WORK ORDER:
Here the job is to print all of the entries below verbatim and leave out any picture.

RECORDS SHOWN:
^^^^^^^^^^^^^^^^

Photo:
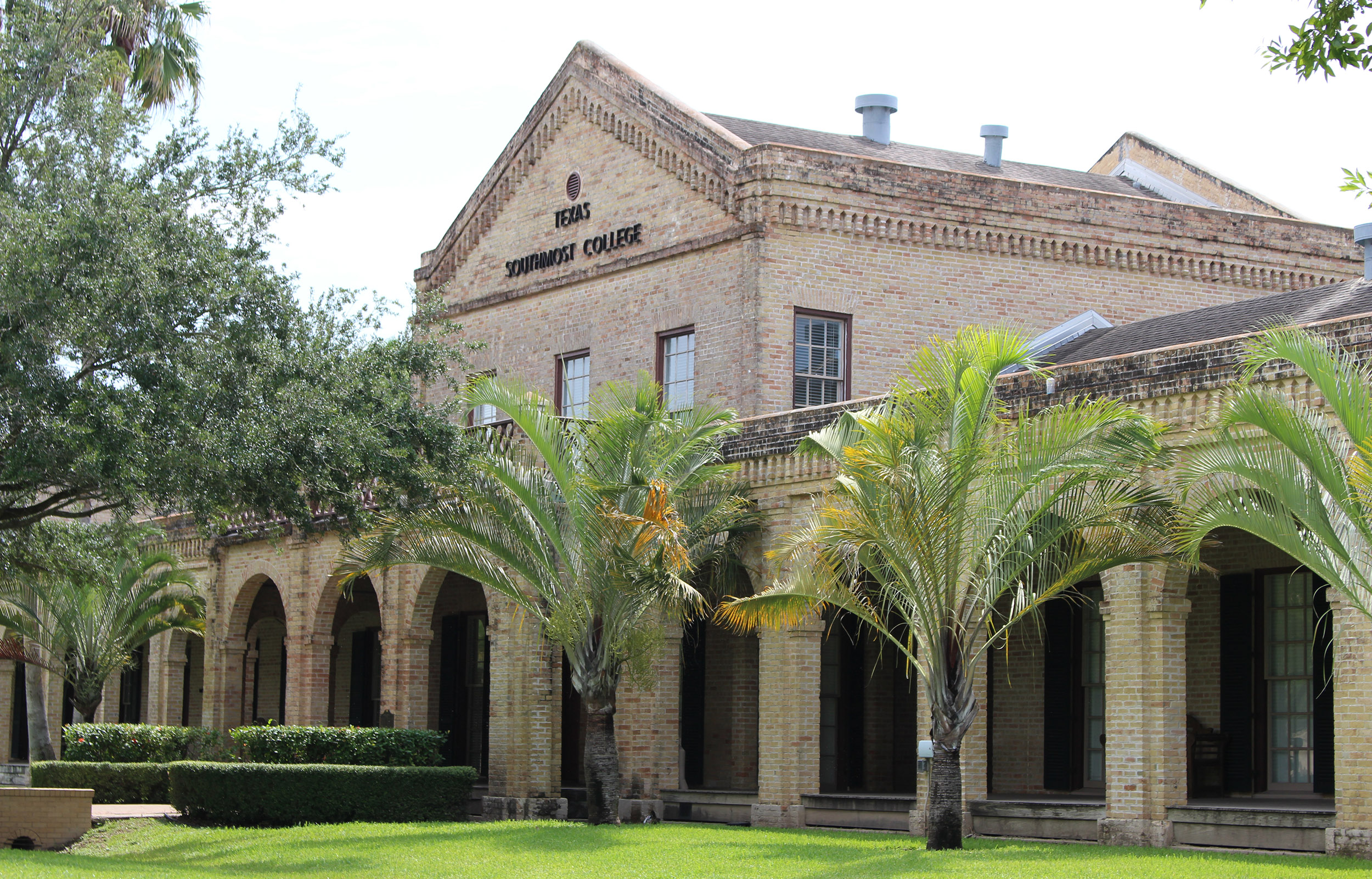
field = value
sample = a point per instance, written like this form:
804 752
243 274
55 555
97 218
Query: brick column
648 727
976 745
1145 612
405 672
1352 831
164 683
308 680
788 724
223 704
526 771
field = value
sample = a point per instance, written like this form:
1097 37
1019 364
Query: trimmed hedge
138 743
350 746
267 794
111 782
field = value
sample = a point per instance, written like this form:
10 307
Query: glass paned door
1290 679
1094 687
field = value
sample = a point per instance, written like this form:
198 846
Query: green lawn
553 850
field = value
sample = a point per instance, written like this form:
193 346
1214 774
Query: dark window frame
660 359
471 417
558 376
847 348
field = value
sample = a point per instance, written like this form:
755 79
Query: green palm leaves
951 519
1283 470
88 624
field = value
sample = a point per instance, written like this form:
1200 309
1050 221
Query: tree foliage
151 355
1335 35
86 617
1286 472
951 519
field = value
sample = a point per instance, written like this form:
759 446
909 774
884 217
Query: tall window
1094 687
574 385
1290 679
485 414
821 360
678 370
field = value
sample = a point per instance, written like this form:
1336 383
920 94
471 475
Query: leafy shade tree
951 519
1285 472
151 355
86 625
1335 35
593 528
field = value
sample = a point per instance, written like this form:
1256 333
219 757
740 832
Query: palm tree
87 626
950 521
1285 472
151 37
593 528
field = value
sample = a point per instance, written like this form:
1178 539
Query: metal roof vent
876 116
1363 236
995 136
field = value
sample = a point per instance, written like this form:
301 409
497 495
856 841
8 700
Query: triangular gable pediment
596 88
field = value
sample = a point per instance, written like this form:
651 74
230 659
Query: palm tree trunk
601 764
944 823
40 740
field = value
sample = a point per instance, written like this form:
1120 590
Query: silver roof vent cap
876 116
995 136
1363 236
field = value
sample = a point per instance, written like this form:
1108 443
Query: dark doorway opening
868 715
20 718
131 687
366 680
1277 683
574 732
464 690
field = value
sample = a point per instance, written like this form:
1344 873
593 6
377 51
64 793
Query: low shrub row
139 743
265 794
111 782
350 746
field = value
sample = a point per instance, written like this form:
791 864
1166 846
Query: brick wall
51 818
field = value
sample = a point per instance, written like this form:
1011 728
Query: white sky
429 94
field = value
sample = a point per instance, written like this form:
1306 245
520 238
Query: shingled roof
1301 307
926 157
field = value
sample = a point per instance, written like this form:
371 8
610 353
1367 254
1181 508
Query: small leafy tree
951 519
593 528
87 625
1338 33
1285 472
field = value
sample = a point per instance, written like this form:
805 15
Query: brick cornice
1168 374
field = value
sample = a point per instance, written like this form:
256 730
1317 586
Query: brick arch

^^^^^^^^^^^^^^^^

REPLY:
Photo:
field = value
sample = a point per instance, written like this form:
804 752
243 274
55 555
97 218
Query: brick column
648 727
976 745
1145 612
405 672
1352 831
164 683
308 680
788 724
223 704
526 771
field = value
sample = a point per instance, written like this form:
1097 37
1019 364
Query: trimmed hedge
138 743
350 746
267 794
111 782
field = value
sample = a point per instance, written like this form:
10 307
Query: glass paned door
1290 679
1094 687
field = value
sample = a point per instance, written like this form:
198 846
Query: green lawn
553 850
field = value
sample = a point per instance, written like this form:
193 346
1214 774
Query: dark window frame
660 359
471 417
558 376
847 348
field = value
sample = a point per instance, written like this form:
755 79
Query: green palm leaves
951 519
1283 470
88 624
field = value
sample = a point per instance, written like this form:
1200 309
1050 221
Query: tree foliage
151 355
1335 35
86 617
1286 472
951 519
field = value
sample = a point per instance, written like this form:
759 446
909 774
884 217
Query: tall window
1094 687
574 385
1290 679
485 414
821 360
678 370
field = value
sample = a point per instance, written like this form:
1336 383
920 94
471 475
Query: leafy shade tree
951 519
1285 472
151 355
86 625
1335 35
593 528
field = value
sample = a point per instance, written like this form:
1256 333
219 757
740 832
Query: palm tree
87 626
950 521
1285 472
151 37
593 528
field = value
sample = a point per instance, written like this form:
1178 539
Query: metal roof vent
876 116
1363 236
995 136
field = value
sample = a point per instance, written like this form:
301 409
497 495
856 841
8 700
Query: triangular gable pediment
596 88
field = value
sample = a point per instance, written like this form:
651 74
230 659
Query: palm tree trunk
601 764
944 823
40 740
field = value
sample = a point per instance, written like this form:
1120 590
Query: silver roof vent cap
876 116
995 136
1363 236
field = value
sample = a point per instance, written like this form:
1108 443
Query: dark doorway opening
868 715
20 718
131 687
366 680
1277 683
574 732
464 690
field = value
sample = a point per instance, written like this form:
1344 873
593 6
377 51
64 793
Query: low shrub row
139 743
265 794
111 782
350 746
field = value
sample = a point per instance, written like this form:
791 864
1166 846
Query: brick wall
51 818
field = value
sample = a point per instance, written like this form:
1011 728
Query: white sky
429 94
field = value
sample = a point per instance, written like this form:
1306 245
520 238
Query: shingled roof
1301 307
926 157
field = value
sample = a point per instance, written like this form:
371 8
610 353
1367 254
1181 508
Query: small leafy tree
951 519
593 528
87 625
1338 33
1285 472
field = value
sample = a point per instance, written like this form:
805 15
Query: brick cornice
1168 374
field = value
sample = a point per instance, written like this form:
256 730
1317 586
Query: brick arch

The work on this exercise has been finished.